Rows from a pointing dataset
*****
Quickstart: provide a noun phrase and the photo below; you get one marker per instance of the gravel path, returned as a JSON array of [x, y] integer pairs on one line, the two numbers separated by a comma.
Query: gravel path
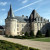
[[29, 43]]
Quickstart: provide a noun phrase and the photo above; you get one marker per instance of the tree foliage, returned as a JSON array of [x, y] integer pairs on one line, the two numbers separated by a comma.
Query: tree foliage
[[31, 33], [39, 34], [47, 33]]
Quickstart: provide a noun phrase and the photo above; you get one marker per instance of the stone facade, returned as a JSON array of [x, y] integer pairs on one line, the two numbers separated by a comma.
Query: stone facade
[[15, 25]]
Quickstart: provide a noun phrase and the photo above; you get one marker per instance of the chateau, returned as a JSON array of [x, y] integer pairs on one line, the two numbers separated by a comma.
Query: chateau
[[15, 25]]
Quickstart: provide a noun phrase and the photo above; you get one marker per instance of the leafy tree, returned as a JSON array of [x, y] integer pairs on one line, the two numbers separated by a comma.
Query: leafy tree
[[39, 34], [26, 33], [47, 33], [31, 33]]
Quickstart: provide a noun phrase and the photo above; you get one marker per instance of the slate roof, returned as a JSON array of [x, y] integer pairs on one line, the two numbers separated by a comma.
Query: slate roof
[[21, 19]]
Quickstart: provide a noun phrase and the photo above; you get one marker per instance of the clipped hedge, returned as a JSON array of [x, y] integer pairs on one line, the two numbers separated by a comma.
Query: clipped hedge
[[5, 45]]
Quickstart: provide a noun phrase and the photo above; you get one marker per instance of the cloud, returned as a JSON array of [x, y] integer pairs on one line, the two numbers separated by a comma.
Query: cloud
[[24, 1], [3, 9], [3, 3], [28, 5]]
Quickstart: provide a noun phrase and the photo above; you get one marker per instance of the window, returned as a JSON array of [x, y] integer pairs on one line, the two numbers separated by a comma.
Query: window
[[17, 25]]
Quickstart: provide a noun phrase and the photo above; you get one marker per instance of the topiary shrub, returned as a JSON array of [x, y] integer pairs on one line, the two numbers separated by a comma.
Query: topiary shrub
*****
Transcribe word for word the lines of the records from the line holding "the window, returned" through the end of the records, inclusive.

Quickstart: provide a noun phrase and the photo above; you get one marker per instance of the window, returned as a JSON array of [x, y] integer pairs on one line, the two numbers separated by a comma.
Query: window
[[17, 25]]
Quickstart: provide a noun phrase and the photo above; you get one marker per instance of the topiary shrub, returned as a JSON array of [x, y] integer pairs on one line, the two numbers separated by a comma.
Query: topiary shrub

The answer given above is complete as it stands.